*Article*:
+-------+

I recently heard something that has impacted me in a profound way.  I wanted to share it because it might do the same for you.


It’s from an author named Hal Elrod, who said this:


Where you are today is the result of choices you made in the past.
Where you will be tomorrow will be the result of the choices you make today.




Here’s what it means to me:


We tell ourselves things about ourselves all the time as if they are set in stone.  Stuff like…


“I’m terrified of putting myself out there and being judged….”
“I’m not disciplined enough to write every day….”
“I’m too shy to ever speak in public…”
“I’m not meant to stand out or be famous.  That’s for other people, but not me…..”
“I’m too old to succeed….”
“I’m not educated enough to succeed….”
“I’m not talented enough to succeed….”


                                                        and on and on and on.


We view these statements as objective truths, as if someone out there has decreed them and we have no choice but to live our lives in accordance with them.


But wait — that’s really not at all true!    We are the ones who have decreed these things, and we are the ones who choose to remember them every day and live small lives as a result of these phony beliefs.

+-------+

*Data provided*:
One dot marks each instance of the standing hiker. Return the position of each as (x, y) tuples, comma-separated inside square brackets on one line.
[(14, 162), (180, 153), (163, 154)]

+-------+

*Complete the following*:
(1) Reproduce the part of the piece on self-limiting beliefs that starts with "and on and on" and goes on through "result of these phony beliefs.".
(2) Continue the piece about choices and self-limiting beliefs from the point where it stops.

*Responses*:
(1)
and on and on and on.


We view these statements as objective truths, as if someone out there has decreed them and we have no choice but to live our lives in accordance with them.


But wait — that’s really not at all true!    We are the ones who have decreed these things, and we are the ones who choose to remember them every day and live small lives as a result of these phony beliefs.

(2)
And — here’s the key thing — if we choose to believe them, we can also choose to discard them!


Since hearing Hal say that, I’ve started making a list of the “truths” about myself that I’ve always believed – just 5 minutes here and there as they occur to me.


Things about my commitment to health, success and living a bigger life that have kept me from reaching my potential.  Stuff that was ingrained in me at a young age by things people may have said, and things that I’ve told myself over the years to stay inside my comfort bubble.


And, for each one, I’m simply asking:


  • Is this actually true or is it a false belief that I can discard?
  • How can I choose today to leave this belief behind and move forward boldly?


It’s an exciting process, and very, very illuminating.   I invite you to do the same as you think ahead toward the New Year.


You might just find that most of the “facts” you’ve come to believe about yourself are little more than falsehoods that you choose to believe about yourself.


Try leaving them in the dust and choosing something different, and watch your career — and your life — blossom.




PS:  I have a hidden motive for talking to you about this.  As writers for children and teens you are uniquely capable of sharing this thinking with young people, who can benefit greatly from leading lives without phony self-limiting beliefs.  How can you inform your writing with this message, and spark your readers on to great things?


Something to ponder, isn’t it?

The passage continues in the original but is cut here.